## DOCUMENT EXCERPT
▬▬▬▬▬▬
William Z. Foster
William Edward Foster (February 25, 1881 - September 1, 1961), who renamed himself as William Z. Foster, born in Taunton, Massachusetts, was the long-time General Secretary of the Communist Party USA and trade union leader. In many ways a syndicalist at heart, he passed through the Socialist Party of America and the Industrial Workers of the World, as well as leading the drive to organize the packinghouse industry during World War I and leading the steel strike of 1919 before joining the Communist Party in 1921. While he continued to focus on the Party's work within organized labor, he largely subordinated his own political views to the policies declared by the Comintern throughout his years in and out of leadership of the Party.
▬▬▬▬▬▬
## ROWS
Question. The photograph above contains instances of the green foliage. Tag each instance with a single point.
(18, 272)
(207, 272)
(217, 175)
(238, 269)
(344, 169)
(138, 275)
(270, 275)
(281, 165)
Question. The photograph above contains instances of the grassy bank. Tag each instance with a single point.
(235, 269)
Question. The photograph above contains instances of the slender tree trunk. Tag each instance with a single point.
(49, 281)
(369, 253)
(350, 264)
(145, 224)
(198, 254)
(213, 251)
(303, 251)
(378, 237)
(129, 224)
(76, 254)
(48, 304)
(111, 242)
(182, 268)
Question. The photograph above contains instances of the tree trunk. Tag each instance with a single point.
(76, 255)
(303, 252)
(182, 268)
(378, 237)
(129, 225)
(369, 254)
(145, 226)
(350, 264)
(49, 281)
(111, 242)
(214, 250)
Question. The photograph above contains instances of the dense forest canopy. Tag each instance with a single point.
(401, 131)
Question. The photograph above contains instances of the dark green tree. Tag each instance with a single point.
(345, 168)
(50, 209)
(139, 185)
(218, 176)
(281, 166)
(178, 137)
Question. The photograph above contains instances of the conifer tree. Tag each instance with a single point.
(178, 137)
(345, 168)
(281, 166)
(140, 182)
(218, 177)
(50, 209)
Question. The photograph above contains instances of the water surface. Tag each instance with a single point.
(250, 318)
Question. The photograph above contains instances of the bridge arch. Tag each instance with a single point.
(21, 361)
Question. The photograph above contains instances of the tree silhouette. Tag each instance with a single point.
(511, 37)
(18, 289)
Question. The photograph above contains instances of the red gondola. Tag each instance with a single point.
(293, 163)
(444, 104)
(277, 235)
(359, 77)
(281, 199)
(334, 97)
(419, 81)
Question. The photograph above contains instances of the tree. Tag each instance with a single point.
▬▬▬▬▬▬
## TASK SET
**A.** Judge whether each statement below agrees with the Foster biography. Answer yes or no, and support each answer with the deciding words of the text, quoted exactly.
(i) Foster was born in Taunton, Massachusetts.
(ii) Foster joined the Communist Party before he led the steel strike of 1919.
(iii) Foster was born under the name William Edward Foster.
**B.** Answer these questions using the Foster biography.
(i) Which industry did Foster lead the drive to organize during World War I?
(ii) In what year did Foster die?
(iii) Whose declared policies did Foster largely place above his own political views?
**C.** Pick up the Foster biography after its final sentence and continue it in the same formal style.

## RESPONSES BY TASK
**A.**
(i) Yes: "born in Taunton, Massachusetts"
(ii) No: "leading the steel strike of 1919 before joining the Communist Party in 1921"
(iii) Yes: "William Edward Foster (February 25, 1881 - September 1, 1961), who renamed himself as William Z. Foster"

**B.**
(i) The packinghouse industry.
(ii) 1961.
(iii) The Comintern's.

**C.**
The steel strike of 1919
Foster turned his attention, while the packinghouse campaign was still underway, to another project: organizing steel workers. The problems here were even more complex: in addition to the history of defeated strikes and the deep ethnic divisions within the workforce, the steel mills were also divided by differences in skills, with the higher paid native-born skilled workers often looking down on their immigrant coworkers, who were often unskilled or semiskilled. Foster proposed a similar strategy, but on a much larger scale: a national campaign, led by a union council of all the craft unions and the Amalgamated Association of Iron, Tin and Steel Workers, that would organize all of basic steel simultaneously. Fitzgerald agreed to put his name on the project and sent Foster as the CFL's delegate to the AFL's 1918 convention to present the plan.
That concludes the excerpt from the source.